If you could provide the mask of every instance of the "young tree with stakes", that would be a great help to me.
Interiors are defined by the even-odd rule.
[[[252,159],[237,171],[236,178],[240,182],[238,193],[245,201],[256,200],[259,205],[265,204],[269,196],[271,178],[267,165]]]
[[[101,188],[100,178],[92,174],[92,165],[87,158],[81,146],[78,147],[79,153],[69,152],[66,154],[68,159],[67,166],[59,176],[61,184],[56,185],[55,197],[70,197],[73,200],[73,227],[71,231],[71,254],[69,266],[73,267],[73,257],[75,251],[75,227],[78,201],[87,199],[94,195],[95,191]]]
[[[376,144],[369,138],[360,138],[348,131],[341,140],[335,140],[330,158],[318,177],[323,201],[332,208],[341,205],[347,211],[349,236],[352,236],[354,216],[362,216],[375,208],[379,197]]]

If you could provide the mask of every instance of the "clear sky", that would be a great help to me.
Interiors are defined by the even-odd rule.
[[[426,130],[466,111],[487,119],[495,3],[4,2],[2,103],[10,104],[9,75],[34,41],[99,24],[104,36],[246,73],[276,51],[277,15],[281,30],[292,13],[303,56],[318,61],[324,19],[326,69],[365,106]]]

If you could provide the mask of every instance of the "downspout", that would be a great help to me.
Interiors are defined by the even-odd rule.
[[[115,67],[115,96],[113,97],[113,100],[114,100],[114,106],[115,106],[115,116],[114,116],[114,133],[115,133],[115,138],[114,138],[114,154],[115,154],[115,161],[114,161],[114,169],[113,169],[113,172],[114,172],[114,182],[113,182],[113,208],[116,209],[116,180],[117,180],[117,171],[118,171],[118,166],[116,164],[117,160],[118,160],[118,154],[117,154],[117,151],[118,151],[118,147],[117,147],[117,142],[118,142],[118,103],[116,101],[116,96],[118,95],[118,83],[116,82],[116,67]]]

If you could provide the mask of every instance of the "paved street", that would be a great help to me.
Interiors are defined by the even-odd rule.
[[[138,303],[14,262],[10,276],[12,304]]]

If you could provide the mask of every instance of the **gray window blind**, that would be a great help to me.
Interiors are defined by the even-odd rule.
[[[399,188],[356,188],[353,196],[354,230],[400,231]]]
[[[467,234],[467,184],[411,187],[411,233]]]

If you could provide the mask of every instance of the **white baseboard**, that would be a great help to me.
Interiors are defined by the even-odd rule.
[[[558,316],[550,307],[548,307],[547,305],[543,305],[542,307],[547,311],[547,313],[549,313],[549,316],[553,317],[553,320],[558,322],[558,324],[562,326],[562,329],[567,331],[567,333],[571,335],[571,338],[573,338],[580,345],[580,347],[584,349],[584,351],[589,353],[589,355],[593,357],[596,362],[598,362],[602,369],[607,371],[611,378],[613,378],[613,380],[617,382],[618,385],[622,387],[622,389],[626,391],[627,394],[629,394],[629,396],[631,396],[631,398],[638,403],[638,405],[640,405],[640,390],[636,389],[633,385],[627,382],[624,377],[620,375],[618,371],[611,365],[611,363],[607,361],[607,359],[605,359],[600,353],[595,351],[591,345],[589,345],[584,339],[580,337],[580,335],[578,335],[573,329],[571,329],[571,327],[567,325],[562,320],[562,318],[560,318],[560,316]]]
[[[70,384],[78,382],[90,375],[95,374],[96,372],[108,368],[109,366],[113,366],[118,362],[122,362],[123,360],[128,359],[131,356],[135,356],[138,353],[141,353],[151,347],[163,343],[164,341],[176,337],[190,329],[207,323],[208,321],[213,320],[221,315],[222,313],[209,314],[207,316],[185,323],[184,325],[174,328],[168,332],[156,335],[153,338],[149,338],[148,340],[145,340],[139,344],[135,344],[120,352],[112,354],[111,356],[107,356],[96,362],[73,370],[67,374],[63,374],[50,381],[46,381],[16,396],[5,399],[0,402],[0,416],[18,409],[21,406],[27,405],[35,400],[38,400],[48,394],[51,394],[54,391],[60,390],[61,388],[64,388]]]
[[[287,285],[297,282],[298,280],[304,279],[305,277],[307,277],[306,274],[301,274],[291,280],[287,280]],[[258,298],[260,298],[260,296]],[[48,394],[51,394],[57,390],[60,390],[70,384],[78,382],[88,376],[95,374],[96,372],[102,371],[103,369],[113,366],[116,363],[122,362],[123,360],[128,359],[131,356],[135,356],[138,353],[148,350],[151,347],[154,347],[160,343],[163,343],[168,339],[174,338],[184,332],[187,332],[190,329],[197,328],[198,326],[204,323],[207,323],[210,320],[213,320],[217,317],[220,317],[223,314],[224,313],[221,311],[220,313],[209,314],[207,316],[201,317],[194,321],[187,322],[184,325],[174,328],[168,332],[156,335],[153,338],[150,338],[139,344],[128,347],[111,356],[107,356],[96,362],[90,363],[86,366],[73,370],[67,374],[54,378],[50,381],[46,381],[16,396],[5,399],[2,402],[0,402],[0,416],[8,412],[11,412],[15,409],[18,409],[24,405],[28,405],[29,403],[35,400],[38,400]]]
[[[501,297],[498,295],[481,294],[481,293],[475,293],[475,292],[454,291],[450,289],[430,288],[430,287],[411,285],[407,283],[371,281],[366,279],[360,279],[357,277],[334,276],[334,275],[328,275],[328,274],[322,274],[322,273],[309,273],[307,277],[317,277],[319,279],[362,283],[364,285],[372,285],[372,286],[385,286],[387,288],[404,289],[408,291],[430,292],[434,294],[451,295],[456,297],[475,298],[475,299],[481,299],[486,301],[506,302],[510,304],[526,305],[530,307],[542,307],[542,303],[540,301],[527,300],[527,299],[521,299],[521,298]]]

──────

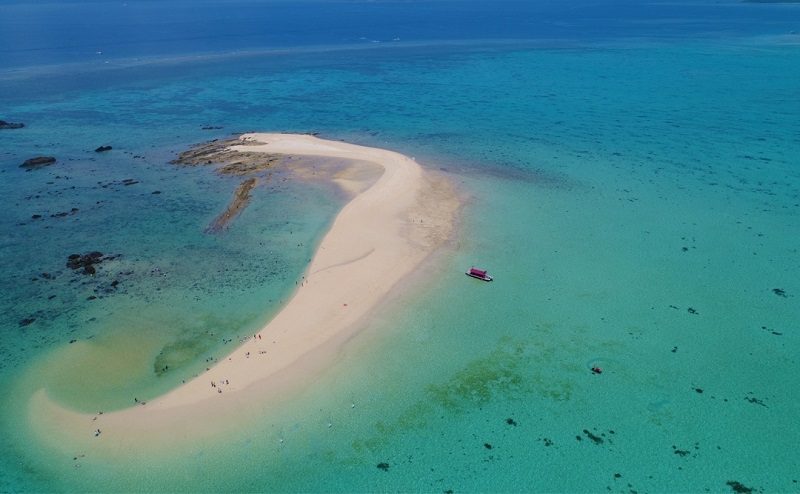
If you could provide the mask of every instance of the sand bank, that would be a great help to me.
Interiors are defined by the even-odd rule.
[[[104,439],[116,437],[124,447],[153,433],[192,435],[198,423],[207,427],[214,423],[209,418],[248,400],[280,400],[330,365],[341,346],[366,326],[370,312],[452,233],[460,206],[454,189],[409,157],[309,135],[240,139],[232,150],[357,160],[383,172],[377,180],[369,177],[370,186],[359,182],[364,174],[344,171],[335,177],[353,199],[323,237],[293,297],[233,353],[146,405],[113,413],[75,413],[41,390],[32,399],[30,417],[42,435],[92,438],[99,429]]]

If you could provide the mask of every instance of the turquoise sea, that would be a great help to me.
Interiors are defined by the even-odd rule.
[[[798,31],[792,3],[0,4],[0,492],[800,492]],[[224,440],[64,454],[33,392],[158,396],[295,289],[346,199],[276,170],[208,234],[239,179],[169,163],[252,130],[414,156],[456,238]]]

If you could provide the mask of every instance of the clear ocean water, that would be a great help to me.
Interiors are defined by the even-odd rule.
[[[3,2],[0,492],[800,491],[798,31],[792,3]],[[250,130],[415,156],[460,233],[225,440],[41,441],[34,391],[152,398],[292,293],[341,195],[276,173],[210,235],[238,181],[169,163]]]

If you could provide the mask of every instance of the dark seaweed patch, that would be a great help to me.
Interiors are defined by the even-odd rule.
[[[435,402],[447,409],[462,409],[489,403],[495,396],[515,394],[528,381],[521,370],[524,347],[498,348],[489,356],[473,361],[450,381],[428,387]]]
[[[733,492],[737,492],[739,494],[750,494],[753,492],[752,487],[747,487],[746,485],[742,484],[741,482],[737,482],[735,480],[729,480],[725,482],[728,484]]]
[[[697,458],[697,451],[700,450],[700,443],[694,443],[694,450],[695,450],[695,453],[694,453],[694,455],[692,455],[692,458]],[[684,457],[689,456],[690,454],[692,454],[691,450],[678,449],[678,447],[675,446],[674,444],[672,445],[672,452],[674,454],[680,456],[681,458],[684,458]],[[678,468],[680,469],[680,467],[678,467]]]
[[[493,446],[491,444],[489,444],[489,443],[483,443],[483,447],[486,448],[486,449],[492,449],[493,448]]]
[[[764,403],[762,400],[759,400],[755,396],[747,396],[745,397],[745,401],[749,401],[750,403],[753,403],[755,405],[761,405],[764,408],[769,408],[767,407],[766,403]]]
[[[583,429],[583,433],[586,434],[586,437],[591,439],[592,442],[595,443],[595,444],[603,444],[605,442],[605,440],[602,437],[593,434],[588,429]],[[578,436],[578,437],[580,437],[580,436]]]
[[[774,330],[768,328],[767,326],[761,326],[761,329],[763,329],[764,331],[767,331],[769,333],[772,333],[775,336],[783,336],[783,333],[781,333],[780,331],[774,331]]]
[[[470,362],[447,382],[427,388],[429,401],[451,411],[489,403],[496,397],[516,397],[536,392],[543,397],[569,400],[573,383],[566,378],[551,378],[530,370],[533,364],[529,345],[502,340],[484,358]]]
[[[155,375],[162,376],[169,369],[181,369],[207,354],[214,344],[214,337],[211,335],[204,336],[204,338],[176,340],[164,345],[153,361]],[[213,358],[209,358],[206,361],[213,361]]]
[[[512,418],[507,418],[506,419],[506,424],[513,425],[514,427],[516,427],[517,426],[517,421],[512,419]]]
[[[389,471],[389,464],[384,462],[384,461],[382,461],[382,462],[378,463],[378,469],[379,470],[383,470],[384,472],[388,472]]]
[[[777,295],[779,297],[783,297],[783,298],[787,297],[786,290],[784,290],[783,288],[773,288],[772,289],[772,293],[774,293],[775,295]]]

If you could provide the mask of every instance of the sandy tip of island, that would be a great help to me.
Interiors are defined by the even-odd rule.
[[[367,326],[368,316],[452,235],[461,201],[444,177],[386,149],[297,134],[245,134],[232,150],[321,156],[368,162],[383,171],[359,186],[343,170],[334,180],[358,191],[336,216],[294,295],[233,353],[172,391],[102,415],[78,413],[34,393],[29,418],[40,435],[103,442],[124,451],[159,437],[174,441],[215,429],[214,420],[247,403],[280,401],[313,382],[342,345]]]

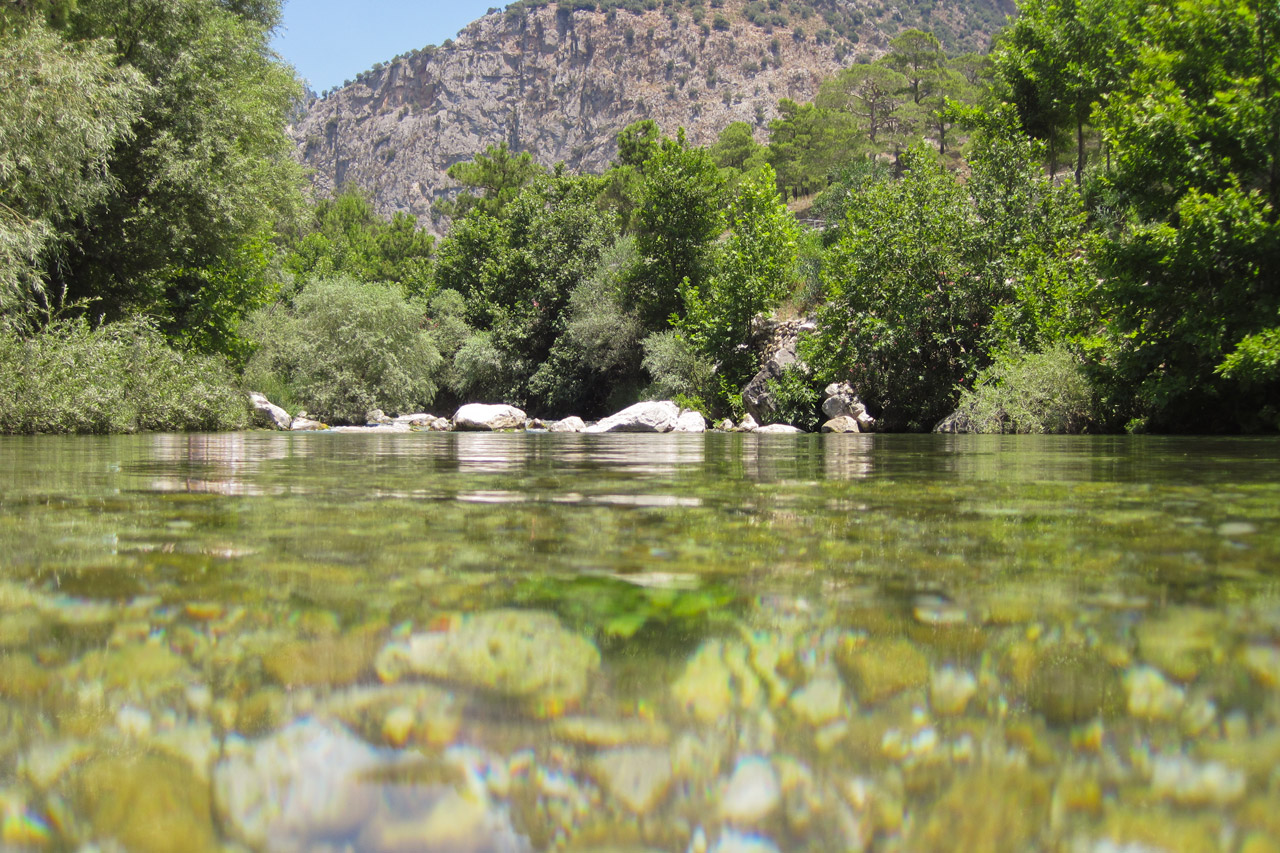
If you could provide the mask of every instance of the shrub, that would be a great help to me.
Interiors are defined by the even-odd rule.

──────

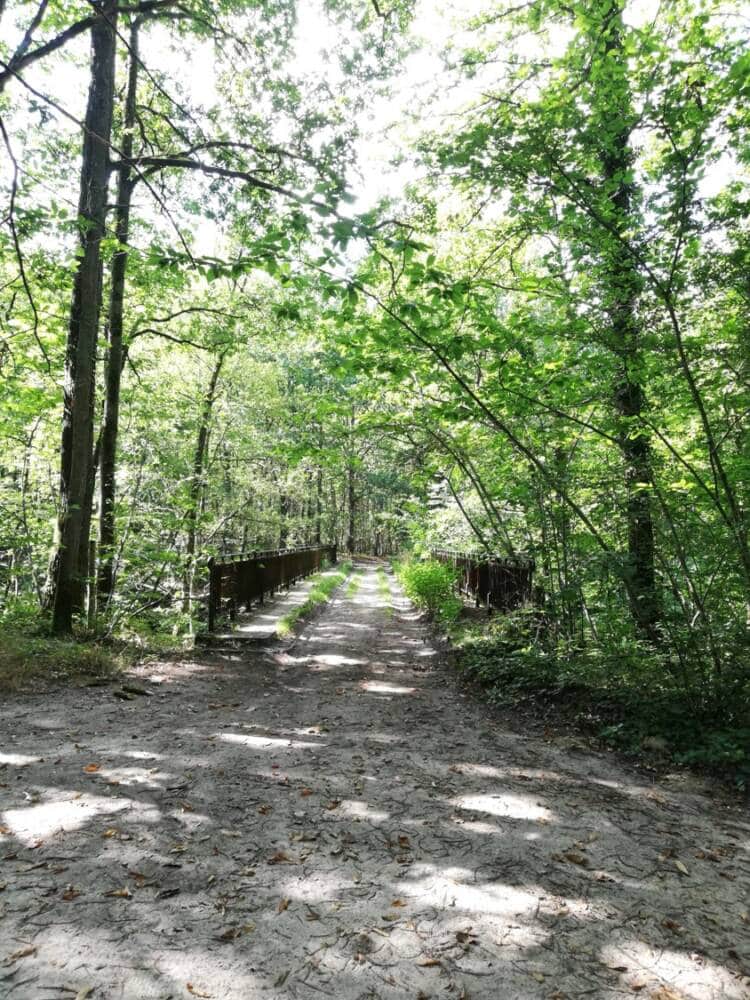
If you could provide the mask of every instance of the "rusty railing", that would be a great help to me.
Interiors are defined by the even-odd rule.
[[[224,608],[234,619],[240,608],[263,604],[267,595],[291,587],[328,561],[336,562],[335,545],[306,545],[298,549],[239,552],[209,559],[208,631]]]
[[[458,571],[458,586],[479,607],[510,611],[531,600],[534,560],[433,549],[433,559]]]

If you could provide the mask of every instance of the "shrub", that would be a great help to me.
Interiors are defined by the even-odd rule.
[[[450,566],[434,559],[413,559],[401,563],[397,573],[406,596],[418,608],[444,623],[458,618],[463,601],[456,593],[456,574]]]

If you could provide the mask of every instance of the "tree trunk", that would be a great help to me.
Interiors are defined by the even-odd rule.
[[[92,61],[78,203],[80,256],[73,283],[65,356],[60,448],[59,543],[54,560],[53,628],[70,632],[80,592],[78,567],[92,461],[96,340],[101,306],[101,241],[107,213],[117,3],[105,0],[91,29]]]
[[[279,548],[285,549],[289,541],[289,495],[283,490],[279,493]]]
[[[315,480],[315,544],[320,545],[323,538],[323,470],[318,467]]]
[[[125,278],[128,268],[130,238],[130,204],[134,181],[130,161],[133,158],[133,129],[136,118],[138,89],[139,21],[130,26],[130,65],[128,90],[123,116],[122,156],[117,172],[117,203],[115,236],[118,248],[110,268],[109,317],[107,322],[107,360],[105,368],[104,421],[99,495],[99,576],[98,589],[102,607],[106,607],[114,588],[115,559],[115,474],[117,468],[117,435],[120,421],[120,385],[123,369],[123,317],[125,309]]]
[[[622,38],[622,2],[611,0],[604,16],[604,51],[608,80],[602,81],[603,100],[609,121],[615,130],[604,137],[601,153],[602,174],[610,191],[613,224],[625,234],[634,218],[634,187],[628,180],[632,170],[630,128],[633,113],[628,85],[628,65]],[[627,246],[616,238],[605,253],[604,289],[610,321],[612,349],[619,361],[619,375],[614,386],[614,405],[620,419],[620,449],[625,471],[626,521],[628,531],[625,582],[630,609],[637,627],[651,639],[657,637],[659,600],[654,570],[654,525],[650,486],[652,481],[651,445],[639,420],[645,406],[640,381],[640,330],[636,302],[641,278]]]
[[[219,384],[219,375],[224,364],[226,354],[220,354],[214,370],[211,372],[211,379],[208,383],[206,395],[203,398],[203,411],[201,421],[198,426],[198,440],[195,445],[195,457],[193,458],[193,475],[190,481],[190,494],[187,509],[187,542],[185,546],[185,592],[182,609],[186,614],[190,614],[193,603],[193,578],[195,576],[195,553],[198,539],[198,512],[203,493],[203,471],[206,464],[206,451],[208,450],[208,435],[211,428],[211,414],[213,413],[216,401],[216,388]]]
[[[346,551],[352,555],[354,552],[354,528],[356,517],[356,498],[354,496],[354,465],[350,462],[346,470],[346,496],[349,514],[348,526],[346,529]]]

──────

The word "shrub" may appear in several lines of the data; copy every line where it does.

◆ **EXPECTED ANSWER**:
If you could provide the mask of every instance of the shrub, that would be a great help to me.
If you could provide the mask of every instance of the "shrub", that would be a great help to me.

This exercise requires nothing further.